■ What is expected ■
Please reproduce everything in the passage on mourning and rejoicing from "Anyway, I’d rather" down to "in Jesus Christ!", word for word.

[begin Source extract]

Most days, we live somewhere in that middle ground between mourning and rejoicing. We pinpoint ourselves on the scale between Thoreau’s “quiet desperation” and Roberto Begnini’s “Life is Beautiful”!

But then there are the things that pester us. Being pestered is no cause for rejoicing – unless it is all in good, sophisticated humor and fun. But neither is pestering a big cause of mourning – although it could be. Say, for example, that arthritis is pestering you. That said, you may come to the point where you mourn the loss of your mobility.

Anyway, I’d rather rejoice – even if, at times, it feels like whistling in the dark! And what can we do but rejoice when we pause to consider how great a salvation is ours in Jesus Christ!

[end Source extract]
[begin Dataset section]

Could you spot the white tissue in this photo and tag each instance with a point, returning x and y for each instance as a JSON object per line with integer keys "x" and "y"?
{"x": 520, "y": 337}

[end Dataset section]

■ Finished answer ■
Anyway, I’d rather rejoice – even if, at times, it feels like whistling in the dark! And what can we do but rejoice when we pause to consider how great a salvation is ours in Jesus Christ!